• Consigna A
Según el fragmento sobre el coronavirus, ¿cómo fueron las cifras de fallecidos en otras epidemias a lo largo de la historia?
• Consigna B
Reproduce del fragmento sobre el coronavirus el pasaje que va de "Lahura Emilia Vásquez" a "mucho más altas.", ambos incluidos.

• Fragmento de la página
------------------------------------

El problema no es el coronavirus


Lahura Emilia Vásquez Gaitán_ Perfil Casi literalEl coronavirus llegó y no hay quien lo pare. Mientras que los medios le dan seguimiento al número de muertos y la audiencia espera ansiosa la noticia de una vacuna milagrosa que sea nos salve a todos de la desgracia, parece que a nadie le importa cómo rayos es que se recuperan cientos de miles de afectados. La cantidad de fallecidos en otras epidemias que han ocurrido a lo largo de la historia han sido mucho más altas.

------------------------------------

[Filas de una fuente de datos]
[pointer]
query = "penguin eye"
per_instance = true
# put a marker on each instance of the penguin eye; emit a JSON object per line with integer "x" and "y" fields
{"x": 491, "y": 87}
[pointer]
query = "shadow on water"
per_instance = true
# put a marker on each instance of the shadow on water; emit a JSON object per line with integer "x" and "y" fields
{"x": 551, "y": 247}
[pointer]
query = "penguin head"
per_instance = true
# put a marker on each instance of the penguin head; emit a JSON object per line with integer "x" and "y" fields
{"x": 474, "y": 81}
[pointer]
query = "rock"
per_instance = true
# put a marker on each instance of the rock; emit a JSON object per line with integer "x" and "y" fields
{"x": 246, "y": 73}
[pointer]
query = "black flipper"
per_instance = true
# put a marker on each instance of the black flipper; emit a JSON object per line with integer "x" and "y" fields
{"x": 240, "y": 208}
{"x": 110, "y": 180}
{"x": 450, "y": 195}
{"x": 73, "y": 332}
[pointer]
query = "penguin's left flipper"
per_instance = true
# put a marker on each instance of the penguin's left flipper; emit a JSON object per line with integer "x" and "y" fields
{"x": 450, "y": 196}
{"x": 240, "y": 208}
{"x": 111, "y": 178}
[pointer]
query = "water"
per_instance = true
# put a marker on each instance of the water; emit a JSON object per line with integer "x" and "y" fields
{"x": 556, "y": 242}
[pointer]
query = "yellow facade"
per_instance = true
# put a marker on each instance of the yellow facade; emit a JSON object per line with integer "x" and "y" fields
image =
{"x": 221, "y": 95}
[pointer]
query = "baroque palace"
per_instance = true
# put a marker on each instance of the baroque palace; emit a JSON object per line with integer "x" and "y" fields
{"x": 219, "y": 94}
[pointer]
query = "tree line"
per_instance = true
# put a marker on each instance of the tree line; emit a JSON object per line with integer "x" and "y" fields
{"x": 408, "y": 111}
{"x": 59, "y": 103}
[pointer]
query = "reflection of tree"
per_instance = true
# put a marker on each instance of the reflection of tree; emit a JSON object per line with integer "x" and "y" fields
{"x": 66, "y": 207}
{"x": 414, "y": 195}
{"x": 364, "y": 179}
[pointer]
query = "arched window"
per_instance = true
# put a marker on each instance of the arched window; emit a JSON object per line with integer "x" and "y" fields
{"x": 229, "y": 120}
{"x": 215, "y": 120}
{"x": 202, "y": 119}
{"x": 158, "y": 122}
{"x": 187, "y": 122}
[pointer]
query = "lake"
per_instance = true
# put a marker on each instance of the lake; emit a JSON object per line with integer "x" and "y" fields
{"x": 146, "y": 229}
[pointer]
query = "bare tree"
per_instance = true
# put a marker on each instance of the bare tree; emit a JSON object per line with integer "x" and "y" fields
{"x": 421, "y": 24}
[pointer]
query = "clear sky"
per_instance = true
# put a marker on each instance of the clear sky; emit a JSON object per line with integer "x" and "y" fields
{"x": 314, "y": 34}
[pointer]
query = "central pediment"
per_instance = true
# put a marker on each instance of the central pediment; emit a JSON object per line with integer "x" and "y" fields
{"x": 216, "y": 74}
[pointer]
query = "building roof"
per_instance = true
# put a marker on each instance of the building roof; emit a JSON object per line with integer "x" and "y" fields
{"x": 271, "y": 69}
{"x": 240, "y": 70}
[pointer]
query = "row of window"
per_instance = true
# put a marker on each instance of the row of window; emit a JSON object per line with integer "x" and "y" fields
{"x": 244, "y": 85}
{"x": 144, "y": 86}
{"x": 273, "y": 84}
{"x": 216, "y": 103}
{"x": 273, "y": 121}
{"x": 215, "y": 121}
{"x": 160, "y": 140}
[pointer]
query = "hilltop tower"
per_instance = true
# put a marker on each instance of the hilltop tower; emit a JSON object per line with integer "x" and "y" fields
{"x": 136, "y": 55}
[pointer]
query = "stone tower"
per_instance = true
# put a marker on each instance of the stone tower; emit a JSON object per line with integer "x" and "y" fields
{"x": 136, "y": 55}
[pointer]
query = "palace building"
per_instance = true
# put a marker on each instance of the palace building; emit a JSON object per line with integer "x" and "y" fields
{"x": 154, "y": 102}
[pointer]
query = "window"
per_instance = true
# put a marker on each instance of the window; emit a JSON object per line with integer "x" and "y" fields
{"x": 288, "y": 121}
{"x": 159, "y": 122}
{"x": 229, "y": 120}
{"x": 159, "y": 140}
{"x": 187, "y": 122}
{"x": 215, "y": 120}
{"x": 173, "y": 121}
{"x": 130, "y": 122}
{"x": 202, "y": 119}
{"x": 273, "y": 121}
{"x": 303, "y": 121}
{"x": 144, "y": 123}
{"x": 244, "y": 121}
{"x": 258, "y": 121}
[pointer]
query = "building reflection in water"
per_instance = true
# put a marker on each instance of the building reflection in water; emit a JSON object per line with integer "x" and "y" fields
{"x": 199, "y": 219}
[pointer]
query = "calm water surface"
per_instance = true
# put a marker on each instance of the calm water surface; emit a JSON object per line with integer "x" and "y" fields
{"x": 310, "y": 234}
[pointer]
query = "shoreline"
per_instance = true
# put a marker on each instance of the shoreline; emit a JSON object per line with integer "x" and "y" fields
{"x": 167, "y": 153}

------------------------------------

• Respuesta A
Mucho más altas.

• Respuesta B
Lahura Emilia Vásquez Gaitán_ Perfil Casi literalEl coronavirus llegó y no hay quien lo pare. Mientras que los medios le dan seguimiento al número de muertos y la audiencia espera ansiosa la noticia de una vacuna milagrosa que sea nos salve a todos de la desgracia, parece que a nadie le importa cómo rayos es que se recuperan cientos de miles de afectados. La cantidad de fallecidos en otras epidemias que han ocurrido a lo largo de la historia han sido mucho más altas.